▶ [DIRECTIONS]: Transcribe the tail of the listing: start at the line containing "Q: Point to every instance of the headlight" and stop after the last line, keeping every character as is and adding nothing.
(begin)
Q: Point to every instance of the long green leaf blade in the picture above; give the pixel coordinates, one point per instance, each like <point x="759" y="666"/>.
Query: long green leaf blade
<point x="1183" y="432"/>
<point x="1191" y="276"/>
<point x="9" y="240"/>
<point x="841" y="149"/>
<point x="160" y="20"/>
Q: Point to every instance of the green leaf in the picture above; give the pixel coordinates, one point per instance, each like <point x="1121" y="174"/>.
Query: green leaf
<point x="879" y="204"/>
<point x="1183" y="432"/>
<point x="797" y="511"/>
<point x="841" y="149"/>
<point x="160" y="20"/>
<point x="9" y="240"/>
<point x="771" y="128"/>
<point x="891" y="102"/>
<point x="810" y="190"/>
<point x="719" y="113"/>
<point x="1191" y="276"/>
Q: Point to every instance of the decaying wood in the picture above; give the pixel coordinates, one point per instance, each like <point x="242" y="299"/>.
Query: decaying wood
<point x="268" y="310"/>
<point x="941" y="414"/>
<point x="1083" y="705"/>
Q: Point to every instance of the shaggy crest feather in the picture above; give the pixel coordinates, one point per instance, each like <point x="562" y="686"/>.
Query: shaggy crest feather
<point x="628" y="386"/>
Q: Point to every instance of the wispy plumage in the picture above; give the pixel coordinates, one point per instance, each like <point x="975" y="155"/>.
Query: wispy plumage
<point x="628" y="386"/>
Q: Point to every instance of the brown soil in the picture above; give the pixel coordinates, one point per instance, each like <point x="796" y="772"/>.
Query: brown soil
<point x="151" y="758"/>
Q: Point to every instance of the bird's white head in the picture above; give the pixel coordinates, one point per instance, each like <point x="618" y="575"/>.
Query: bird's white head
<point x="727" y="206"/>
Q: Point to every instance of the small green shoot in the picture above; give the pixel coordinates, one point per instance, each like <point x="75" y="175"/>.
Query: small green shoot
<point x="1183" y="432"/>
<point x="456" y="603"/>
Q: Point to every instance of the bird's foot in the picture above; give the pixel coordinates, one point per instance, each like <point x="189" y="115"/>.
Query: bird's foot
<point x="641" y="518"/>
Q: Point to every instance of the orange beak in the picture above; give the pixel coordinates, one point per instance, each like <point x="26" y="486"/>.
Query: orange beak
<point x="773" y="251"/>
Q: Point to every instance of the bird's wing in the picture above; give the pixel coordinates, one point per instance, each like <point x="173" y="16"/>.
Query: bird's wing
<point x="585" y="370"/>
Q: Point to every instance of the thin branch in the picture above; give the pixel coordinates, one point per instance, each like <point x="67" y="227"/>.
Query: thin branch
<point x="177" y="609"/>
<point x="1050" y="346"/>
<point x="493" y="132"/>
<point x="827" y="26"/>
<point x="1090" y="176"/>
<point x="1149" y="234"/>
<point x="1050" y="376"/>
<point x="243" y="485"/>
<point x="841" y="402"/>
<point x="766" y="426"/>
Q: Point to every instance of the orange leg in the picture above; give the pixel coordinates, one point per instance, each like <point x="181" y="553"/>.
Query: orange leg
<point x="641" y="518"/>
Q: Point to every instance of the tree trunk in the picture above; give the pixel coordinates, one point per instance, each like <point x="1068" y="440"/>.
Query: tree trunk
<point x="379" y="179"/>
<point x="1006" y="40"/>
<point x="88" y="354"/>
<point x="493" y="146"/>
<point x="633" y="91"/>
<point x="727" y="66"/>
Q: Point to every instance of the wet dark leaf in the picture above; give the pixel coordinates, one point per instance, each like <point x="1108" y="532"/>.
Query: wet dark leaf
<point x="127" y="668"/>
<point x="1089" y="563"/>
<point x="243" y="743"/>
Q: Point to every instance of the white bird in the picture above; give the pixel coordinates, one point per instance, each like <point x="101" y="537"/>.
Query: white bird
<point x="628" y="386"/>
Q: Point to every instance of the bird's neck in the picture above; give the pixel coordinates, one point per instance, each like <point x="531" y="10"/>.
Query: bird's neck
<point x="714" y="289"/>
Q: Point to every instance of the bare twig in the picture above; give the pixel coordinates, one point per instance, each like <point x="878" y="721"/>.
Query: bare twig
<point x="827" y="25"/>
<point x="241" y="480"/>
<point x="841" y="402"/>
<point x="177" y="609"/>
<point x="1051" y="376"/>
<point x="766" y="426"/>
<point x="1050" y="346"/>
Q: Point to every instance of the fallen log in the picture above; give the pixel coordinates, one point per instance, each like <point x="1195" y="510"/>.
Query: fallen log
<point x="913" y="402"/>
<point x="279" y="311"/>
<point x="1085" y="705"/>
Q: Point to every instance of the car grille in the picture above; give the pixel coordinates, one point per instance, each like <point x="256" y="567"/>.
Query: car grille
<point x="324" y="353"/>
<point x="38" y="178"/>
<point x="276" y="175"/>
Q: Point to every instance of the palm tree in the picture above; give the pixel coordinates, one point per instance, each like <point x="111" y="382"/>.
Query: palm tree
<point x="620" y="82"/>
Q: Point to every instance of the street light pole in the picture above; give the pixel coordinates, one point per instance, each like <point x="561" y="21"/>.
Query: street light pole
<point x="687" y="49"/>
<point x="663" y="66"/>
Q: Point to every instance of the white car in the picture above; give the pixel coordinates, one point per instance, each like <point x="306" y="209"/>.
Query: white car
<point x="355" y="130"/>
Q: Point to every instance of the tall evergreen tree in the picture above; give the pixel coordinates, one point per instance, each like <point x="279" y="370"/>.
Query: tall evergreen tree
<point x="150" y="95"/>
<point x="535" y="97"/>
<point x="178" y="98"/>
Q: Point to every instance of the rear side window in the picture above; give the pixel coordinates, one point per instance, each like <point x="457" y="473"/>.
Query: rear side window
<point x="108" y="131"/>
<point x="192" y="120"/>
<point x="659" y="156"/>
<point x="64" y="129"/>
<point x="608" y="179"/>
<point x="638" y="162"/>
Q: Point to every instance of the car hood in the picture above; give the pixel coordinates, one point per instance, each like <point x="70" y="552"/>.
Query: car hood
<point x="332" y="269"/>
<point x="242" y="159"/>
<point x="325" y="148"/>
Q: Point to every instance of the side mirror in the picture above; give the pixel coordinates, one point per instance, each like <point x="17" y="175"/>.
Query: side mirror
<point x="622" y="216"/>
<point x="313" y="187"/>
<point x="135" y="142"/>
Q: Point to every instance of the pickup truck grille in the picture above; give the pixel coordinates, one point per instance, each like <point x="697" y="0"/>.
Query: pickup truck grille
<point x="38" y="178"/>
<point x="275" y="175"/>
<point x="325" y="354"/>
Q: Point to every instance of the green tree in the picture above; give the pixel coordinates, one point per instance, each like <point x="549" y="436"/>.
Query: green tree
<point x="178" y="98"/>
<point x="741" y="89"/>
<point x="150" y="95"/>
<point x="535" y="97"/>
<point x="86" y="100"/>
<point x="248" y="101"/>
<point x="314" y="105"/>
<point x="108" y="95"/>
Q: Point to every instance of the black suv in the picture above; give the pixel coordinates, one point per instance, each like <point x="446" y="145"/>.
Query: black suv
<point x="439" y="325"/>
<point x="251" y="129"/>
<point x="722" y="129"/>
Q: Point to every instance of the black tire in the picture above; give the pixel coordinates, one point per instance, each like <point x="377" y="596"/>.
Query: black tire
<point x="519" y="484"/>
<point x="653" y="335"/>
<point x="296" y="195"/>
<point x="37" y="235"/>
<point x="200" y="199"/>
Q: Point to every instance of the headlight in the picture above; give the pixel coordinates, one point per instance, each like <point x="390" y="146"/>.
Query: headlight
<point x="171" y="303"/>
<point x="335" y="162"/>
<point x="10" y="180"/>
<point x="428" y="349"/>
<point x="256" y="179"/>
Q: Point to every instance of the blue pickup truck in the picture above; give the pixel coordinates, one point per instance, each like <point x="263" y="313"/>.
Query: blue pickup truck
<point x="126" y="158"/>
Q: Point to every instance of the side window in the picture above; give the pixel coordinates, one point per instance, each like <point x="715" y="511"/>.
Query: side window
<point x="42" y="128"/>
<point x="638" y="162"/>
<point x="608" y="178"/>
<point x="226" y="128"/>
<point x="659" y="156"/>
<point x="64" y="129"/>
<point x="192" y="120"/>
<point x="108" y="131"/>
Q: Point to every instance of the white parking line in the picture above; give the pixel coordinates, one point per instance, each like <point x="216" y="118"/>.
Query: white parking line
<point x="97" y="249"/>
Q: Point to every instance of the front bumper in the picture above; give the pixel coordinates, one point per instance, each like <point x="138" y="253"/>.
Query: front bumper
(end)
▶ [RESPONSE TO THIS EXERCISE]:
Q: Point to every instance of the headlight in the picture above; give the pixel coordinates, one point per instance, each like <point x="390" y="146"/>.
Query: headlight
<point x="171" y="303"/>
<point x="335" y="162"/>
<point x="10" y="180"/>
<point x="428" y="349"/>
<point x="256" y="179"/>
Q: Point to every instance of the blue pickup truck in the picture above; give the pixel coordinates, one point per instance, each like <point x="263" y="313"/>.
Query: blue pickup truck
<point x="126" y="158"/>
Q: Point to every instance of the side window in the picture above; give the pixel coordinates, one point per instance, each like <point x="715" y="511"/>.
Query: side window
<point x="42" y="128"/>
<point x="638" y="162"/>
<point x="608" y="178"/>
<point x="226" y="128"/>
<point x="659" y="156"/>
<point x="64" y="129"/>
<point x="192" y="120"/>
<point x="108" y="131"/>
Q: Point to every instance of the white parking line in the picture above; give the pixel coordinates, one point per instance, each like <point x="216" y="118"/>.
Query: white parking line
<point x="97" y="249"/>
Q: Point to every instance of the front bumper in the picture above; give the pixel coordinates, one point per instance, each like <point x="138" y="253"/>.
Query: front bumper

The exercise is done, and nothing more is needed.